* TASK GOAL
Write out every single entry exactly.

[Point-based annotation data]
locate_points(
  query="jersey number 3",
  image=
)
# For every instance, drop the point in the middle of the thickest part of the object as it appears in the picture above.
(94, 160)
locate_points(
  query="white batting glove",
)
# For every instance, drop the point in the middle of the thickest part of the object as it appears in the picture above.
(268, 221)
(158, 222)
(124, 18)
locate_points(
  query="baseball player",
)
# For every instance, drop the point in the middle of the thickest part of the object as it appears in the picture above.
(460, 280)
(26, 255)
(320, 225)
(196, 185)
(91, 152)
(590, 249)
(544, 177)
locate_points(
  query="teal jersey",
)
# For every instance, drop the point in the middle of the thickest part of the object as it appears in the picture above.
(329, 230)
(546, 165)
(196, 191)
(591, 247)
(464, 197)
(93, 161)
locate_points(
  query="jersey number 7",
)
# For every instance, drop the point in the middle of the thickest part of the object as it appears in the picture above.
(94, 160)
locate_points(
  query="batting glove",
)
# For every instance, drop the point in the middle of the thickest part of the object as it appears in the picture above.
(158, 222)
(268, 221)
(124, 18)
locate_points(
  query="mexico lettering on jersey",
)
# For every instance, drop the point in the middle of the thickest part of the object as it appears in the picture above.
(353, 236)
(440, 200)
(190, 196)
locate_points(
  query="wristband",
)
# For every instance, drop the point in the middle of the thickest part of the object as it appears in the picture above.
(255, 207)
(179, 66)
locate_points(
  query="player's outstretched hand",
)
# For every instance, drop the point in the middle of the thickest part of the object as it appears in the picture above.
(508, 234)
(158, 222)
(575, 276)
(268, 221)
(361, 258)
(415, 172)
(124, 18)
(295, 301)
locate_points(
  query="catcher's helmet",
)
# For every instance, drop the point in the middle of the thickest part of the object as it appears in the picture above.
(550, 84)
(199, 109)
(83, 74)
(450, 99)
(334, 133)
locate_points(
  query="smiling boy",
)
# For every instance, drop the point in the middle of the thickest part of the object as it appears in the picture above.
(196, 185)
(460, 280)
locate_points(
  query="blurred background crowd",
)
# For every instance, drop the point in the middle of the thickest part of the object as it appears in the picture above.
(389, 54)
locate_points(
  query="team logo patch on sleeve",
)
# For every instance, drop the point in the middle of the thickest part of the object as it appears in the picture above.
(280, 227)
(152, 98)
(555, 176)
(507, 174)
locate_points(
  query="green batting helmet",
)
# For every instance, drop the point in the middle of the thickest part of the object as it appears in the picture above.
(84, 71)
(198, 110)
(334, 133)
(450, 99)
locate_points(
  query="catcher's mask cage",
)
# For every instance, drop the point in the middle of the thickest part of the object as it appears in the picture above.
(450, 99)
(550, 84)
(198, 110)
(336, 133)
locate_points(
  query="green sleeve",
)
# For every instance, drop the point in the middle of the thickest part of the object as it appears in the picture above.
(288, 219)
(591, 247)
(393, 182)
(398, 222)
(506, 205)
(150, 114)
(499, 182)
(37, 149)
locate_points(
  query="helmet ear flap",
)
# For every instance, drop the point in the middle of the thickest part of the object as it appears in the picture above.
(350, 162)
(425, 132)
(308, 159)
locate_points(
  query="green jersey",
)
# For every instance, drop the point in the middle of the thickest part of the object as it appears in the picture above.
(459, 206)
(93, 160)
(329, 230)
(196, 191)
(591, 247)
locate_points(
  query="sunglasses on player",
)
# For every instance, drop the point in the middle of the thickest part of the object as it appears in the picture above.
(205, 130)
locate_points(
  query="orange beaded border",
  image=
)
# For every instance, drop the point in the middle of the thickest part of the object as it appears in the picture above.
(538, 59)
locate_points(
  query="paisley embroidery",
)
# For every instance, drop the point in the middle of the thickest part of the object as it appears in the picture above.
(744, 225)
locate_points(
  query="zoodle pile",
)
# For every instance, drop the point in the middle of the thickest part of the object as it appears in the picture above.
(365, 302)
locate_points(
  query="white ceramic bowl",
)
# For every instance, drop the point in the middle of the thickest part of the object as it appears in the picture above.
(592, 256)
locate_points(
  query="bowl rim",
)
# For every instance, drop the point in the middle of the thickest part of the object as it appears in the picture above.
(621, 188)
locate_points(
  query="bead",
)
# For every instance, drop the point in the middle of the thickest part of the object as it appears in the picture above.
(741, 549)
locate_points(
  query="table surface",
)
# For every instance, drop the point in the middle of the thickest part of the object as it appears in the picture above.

* TASK SOLUTION
locate_points(
  query="jersey number 3",
  image=
)
# For every instance, drop the point in the middle of the thickest part of the object as it appears in the picture above.
(94, 160)
locate_points(
  query="white batting glove",
)
# For every instance, drop the point in the middle of the thickest part of the object as it appears in the picture above.
(268, 221)
(158, 222)
(124, 18)
locate_points(
  query="baseball player",
)
# For every instance, drop the point in the middle of the thickest part of the object as it appears in the picture above.
(460, 280)
(26, 255)
(320, 225)
(196, 185)
(91, 152)
(590, 249)
(544, 177)
locate_points(
  query="teal jersey",
)
# For every instance, drop the point in the middle of the thickest part of the object as it appears in the picture above.
(329, 230)
(546, 165)
(196, 191)
(591, 247)
(464, 197)
(93, 161)
locate_points(
  query="jersey number 7",
)
# For every instance, drop the point in the middle of the thickest part of the object as it appears in the picture above.
(94, 160)
locate_points(
  query="batting glove",
)
# For every instance, drop the point in the middle of the thickest part of the object as it appears in the picture above.
(158, 222)
(268, 221)
(124, 18)
locate_points(
  query="mexico lettering on jersey",
)
# For every instance, drop the point in the middle of the thickest part of the object as it appears in the picture above.
(353, 236)
(440, 200)
(190, 196)
locate_points(
  query="wristband",
)
# For every instance, drop the point in the middle of the thickest part of the object as it appears in the picture above.
(255, 207)
(179, 66)
locate_points(
  query="player's outstretched hand",
)
# For every instance, drop the point in the middle of the thickest part of the object as it appears in the picture above.
(508, 234)
(158, 222)
(575, 276)
(268, 221)
(361, 258)
(415, 172)
(124, 18)
(295, 301)
locate_points(
  query="catcher's helmet",
)
# For every instance, drop the point in the middle of the thickest part of the object as it appears in the picture above.
(550, 84)
(199, 109)
(83, 74)
(450, 99)
(334, 133)
locate_points(
  query="smiling boy",
)
# For every instance, drop the point in the middle of the thickest part of the object as it appears in the picture above.
(196, 185)
(460, 280)
locate_points(
  query="blurred background crowd",
)
# For every instance, drop the point in the middle of the thickest part of the object as it appears in the picture above.
(389, 54)
locate_points(
  query="team logo patch on sleeve",
)
# For every instance, drop the point in the middle of the thickest part of the object as it appears in the picture above.
(280, 227)
(152, 98)
(555, 176)
(507, 174)
locate_points(
  query="green batting helmet",
)
# For every instance, drop the point in the middle of the thickest part of the object as it appears in the picture above.
(84, 71)
(198, 110)
(334, 133)
(450, 99)
locate_points(
  query="catcher's mask cage",
)
# For every instance, drop the point in the middle of the thickest part of the object as it appears in the picture above.
(450, 99)
(550, 84)
(198, 110)
(336, 133)
locate_points(
  query="green sleeve",
)
# For every instance, drop the point in the middle of the thickest part of the object as it appears in the picture above.
(288, 219)
(591, 247)
(393, 182)
(398, 222)
(506, 205)
(150, 114)
(499, 182)
(37, 149)
locate_points(
  query="helmet ear flap",
)
# For every instance, drop the point in the middle of the thickest part of the object as it appears in the picture above.
(350, 162)
(425, 132)
(308, 159)
locate_points(
  query="green jersey",
)
# For every instance, drop the point in the middle of the thickest part of the object as it appears in the picture above.
(459, 206)
(93, 160)
(329, 230)
(196, 191)
(591, 247)
locate_points(
  query="sunglasses on player",
)
# For every instance, drop the point in the middle of the thickest part of the object as it appears in the picture above.
(205, 130)
locate_points(
  query="orange beaded border",
  image=
)
# For every instance, drop the point in the middle of the thickest part of the object as it appears in the picture above.
(538, 59)
locate_points(
  query="paisley embroidery",
)
# For every instance, drop the point in the middle of the thickest part of the object as it appears in the picture above.
(744, 225)
locate_points(
  query="zoodle pile",
)
# For every instance, drop the point in the middle of the thickest part of the object as it appears in the picture above.
(365, 302)
locate_points(
  query="white ceramic bowl",
)
# For every instance, drop the point in the middle of the thickest part of the object as it appears in the picture above.
(592, 256)
locate_points(
  query="bowl rim",
)
# For every instance, drop the point in the middle of the thickest part of the object as it appears in the picture above.
(621, 188)
locate_points(
  query="bead",
)
# For every instance, drop the point in the middle of the thickest part of the object as it appears in the picture above.
(741, 549)
locate_points(
  query="table surface",
)
# For every instance, drop the point in the middle of the thickest part of the object as it appears in the picture above.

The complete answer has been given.